• _Document excerpt_
After Part II centred on religious texts, this ends this 3-part mini-series.

The parent series continues that men & women shall never be the same. And the next episode & its last here shows how trans abuse in sports really messes things.

A chat within our Quaker Coffee Group at All Saints Garden (above) brought out something interesting: a former Kings College, London, student recalled how one of the students’ residences voted overwhelmingly against co-ed, which was becoming the vogue in the 1970s. Before you get started this wasn’t misogyny, it was simple common sense from the college’s perspective: women must be treated with respect, and unfortunately that meant protecting them against perps — the frequency of female murders in London today underscore that — which would result in first locking gates at night and second locking them early — ideally before dark that’s problematic wintertime the bulk of term time— which meant hiring more porters and night security, and generally instilling a police-like atmosphere. Remember bobbies and Metro police didn’t wear firearms, because violence begets violence, and bobbies worked on community cooperation not confrontation… And free movement in college housing of typically unruly students minimises disruption, as gates and fences just move rowdiness into the neighborhood!

• _Data excerpts_
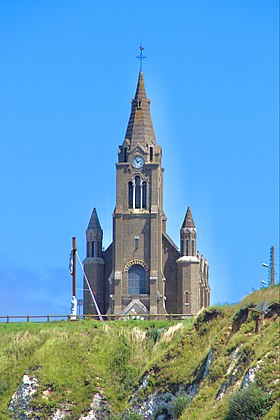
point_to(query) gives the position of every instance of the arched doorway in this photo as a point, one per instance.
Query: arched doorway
(136, 280)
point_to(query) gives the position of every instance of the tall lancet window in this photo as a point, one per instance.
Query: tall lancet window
(130, 195)
(137, 192)
(144, 195)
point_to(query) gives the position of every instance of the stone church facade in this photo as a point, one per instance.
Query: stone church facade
(143, 271)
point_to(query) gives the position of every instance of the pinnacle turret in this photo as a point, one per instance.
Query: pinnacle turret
(140, 127)
(94, 221)
(188, 221)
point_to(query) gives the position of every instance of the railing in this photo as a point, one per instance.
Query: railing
(109, 317)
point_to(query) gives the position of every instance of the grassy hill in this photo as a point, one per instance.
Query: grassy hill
(212, 367)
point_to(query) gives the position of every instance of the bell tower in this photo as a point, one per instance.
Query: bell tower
(138, 281)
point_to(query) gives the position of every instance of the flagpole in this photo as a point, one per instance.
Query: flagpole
(73, 272)
(74, 252)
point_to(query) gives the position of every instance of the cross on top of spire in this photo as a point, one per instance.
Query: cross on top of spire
(141, 57)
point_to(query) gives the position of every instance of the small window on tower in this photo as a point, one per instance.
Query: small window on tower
(136, 242)
(144, 195)
(130, 195)
(151, 154)
(187, 294)
(125, 154)
(137, 193)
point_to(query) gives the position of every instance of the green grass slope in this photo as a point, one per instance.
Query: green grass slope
(73, 361)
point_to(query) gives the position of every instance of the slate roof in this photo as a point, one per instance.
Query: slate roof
(188, 221)
(94, 221)
(140, 127)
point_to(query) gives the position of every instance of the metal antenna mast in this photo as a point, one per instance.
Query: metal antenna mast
(141, 57)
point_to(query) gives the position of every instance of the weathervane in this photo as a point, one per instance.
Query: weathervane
(141, 57)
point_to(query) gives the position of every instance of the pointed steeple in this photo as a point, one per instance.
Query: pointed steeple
(94, 221)
(140, 127)
(188, 221)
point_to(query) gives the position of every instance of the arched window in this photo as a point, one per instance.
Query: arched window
(130, 195)
(187, 248)
(136, 280)
(137, 193)
(144, 195)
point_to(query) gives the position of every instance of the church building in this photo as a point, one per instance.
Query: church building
(142, 271)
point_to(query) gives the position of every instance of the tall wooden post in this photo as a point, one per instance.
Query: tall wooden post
(272, 266)
(74, 251)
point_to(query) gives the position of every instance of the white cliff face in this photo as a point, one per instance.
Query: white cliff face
(19, 405)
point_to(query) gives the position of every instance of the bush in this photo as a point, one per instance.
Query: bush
(250, 403)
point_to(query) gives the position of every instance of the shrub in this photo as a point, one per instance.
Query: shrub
(250, 403)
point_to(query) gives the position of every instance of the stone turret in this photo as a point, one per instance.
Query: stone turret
(188, 235)
(94, 236)
(94, 265)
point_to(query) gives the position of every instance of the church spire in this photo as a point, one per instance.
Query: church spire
(188, 221)
(140, 127)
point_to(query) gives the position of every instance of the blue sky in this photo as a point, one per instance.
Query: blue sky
(68, 73)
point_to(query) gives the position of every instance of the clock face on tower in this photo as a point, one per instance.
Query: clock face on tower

• _What to work on_
Output the complete mini-series excerpt word for word. The data has no connection to the text.

• _Task response_
After Part II centred on religious texts, this ends this 3-part mini-series.

The parent series continues that men & women shall never be the same. And the next episode & its last here shows how trans abuse in sports really messes things.

A chat within our Quaker Coffee Group at All Saints Garden (above) brought out something interesting: a former Kings College, London, student recalled how one of the students’ residences voted overwhelmingly against co-ed, which was becoming the vogue in the 1970s. Before you get started this wasn’t misogyny, it was simple common sense from the college’s perspective: women must be treated with respect, and unfortunately that meant protecting them against perps — the frequency of female murders in London today underscore that — which would result in first locking gates at night and second locking them early — ideally before dark that’s problematic wintertime the bulk of term time— which meant hiring more porters and night security, and generally instilling a police-like atmosphere. Remember bobbies and Metro police didn’t wear firearms, because violence begets violence, and bobbies worked on community cooperation not confrontation… And free movement in college housing of typically unruly students minimises disruption, as gates and fences just move rowdiness into the neighborhood!